PROBLEM TO WORK ON: Continue the guide to the residue solvent exposure prediction webserver, picking up after its last sentence.

READING TEXT:
-- Opening Marker --
A Deep-learning based method for the prediction of Residue solvent Exposure starting from protein sequence
Using this webserver
From the Home page of this website, the user can submit one input sequence in fasta format to the predictor by copying the text in the panel and pressing the button "Submit".
In order to be able to submit a job, you must specify an ID line starting with a '>' character, followed by the protein sequence, that can have between 50 and 5000 valid residues (ARNDCQEGHILKMFPSTWYVUXZB). If any problem is found in your input, the box will turn red and it will notify you of what you should change, when the box becomes green it means everything is okay and you can press the button "Submit".
If you want to test the predictor, you can click on the button "Load example FASTA" and submit that sequence, the results will be available in a few minutes.
If you need to run predictions on a large dataset of proteins, we suggest that you download the standalone version of this program (instructions below).
Once you submit a query, you will be redirected to a new page. This means that your job has been accepted and you need to wait for the results. This page automatically refreshes every 60 seconds and it will display the status of your job (either queued or running).
In the meantime, you should both bookmark the page (the results will be available at the same URL once they are ready) and save the Universally Unique IDentifier of your job using the "Copy" button.
You can then use the UUID from the Results page to search for your job at any time. Like in the Home page, you can only start the search with a valid id and you will be notified if it is not present in our database.
Reading the results
Once the results are ready, they will be made available to your result page. There are three main sections in this page:
On the top of the page you will see some general information about your job, including your UUID, the date of submission and completion, the protein ID, the protein length and the counts and percentages of exposed vs buried predictions.
-- Closing Marker --
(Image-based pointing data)
-- Opening Marker --
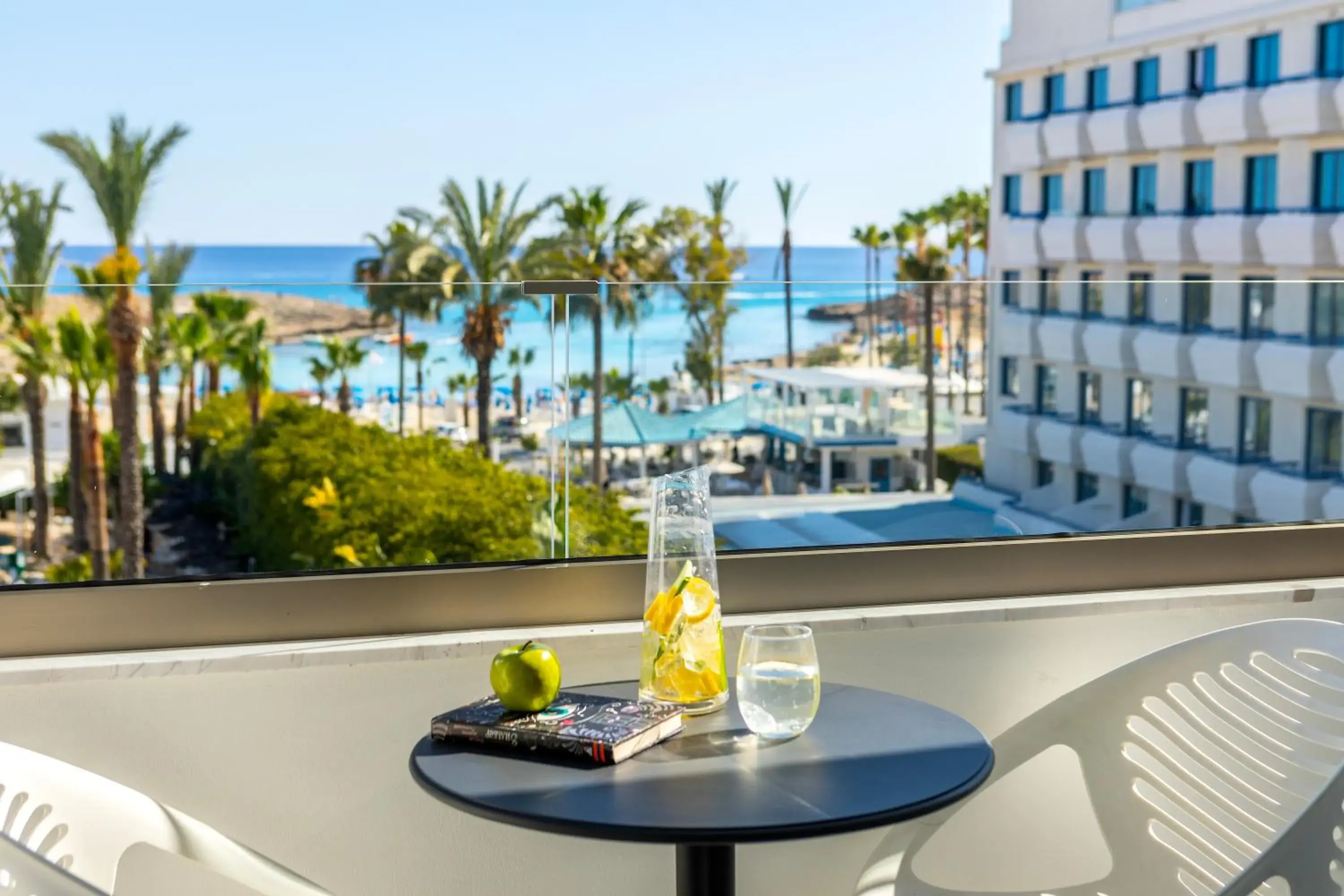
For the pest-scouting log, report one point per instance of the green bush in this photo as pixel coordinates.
(957, 461)
(314, 489)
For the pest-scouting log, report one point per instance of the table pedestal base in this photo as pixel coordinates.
(705, 871)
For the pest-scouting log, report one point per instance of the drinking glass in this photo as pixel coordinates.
(682, 653)
(779, 680)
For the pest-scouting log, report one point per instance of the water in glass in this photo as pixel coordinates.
(779, 680)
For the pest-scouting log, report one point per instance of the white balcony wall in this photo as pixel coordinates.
(1058, 443)
(1066, 138)
(1160, 466)
(1062, 240)
(1300, 108)
(1166, 241)
(1230, 117)
(1279, 497)
(1115, 132)
(1228, 240)
(1111, 240)
(1218, 482)
(1060, 339)
(1296, 370)
(1218, 361)
(1299, 240)
(1023, 146)
(1170, 125)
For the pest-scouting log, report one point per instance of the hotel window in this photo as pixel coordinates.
(1051, 195)
(1012, 195)
(1323, 443)
(1264, 61)
(1147, 81)
(1328, 181)
(1197, 303)
(1045, 473)
(1199, 187)
(1098, 89)
(1330, 50)
(1256, 428)
(1008, 385)
(1194, 417)
(1143, 190)
(1140, 297)
(1328, 312)
(1012, 101)
(1139, 416)
(1135, 501)
(1258, 307)
(1203, 70)
(1054, 88)
(1047, 303)
(1089, 397)
(1094, 193)
(1047, 389)
(1085, 487)
(1261, 185)
(1090, 285)
(1012, 288)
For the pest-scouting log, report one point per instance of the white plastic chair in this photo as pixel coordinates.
-- Closing Marker --
RESULT OF THIS EXERCISE:
Right after, you can visualize the results with neXtProt feature viewer. The first line simply displays the residues of the sequence; the second and third lines show the output of DeepREx-WS, that is the exposure predictions and the corresponding reliability indices (real values between 0 and 1). In the remaining four lines, additional residue-level features correlated with the solvent accessibility are visualized. Those are in order: i) Kyte & Doolittle hydropathy scores averaged over a window of five residues (real values between -4.5 and +4.5), ii) conservation indices of the residues in the multiple sequence alignment (real values between 0 and 1), iii) predicted protein flexibility as obtained with Medusa (integer classes between 0 and 4) and iv) predicted intrinsically disordered regions as obtained with MobyDB-lite3.0 (colored boxes visualized on disordered regions).
If you hover the mouse over the graphs, the position of the residue will be shown. If you select a rectangular area, you can zoom on a part of the sequence. You can always right click on the graph to reset the zoom back to normal. Alternatively, you can make use of the buttons on the top-right of the viewer to zoom-in, zoom-out, move along the sequence or take a screenshot of the selected area.
At the bottom of the screen, you can visualize the exact same information described before inside a formatted table. On the left of the table you can see a number of filters that you can select and combine together. On the top-right of the table, there is a button called "Download TSV" that you can press to obtain the results displayed in the table on a Tab-Separated-Value format file, with an additional column on the left containing the protein ID in case you want to combine multiple files together. Note that if you applied any filters, you will only download the portion of the results that is currently selected.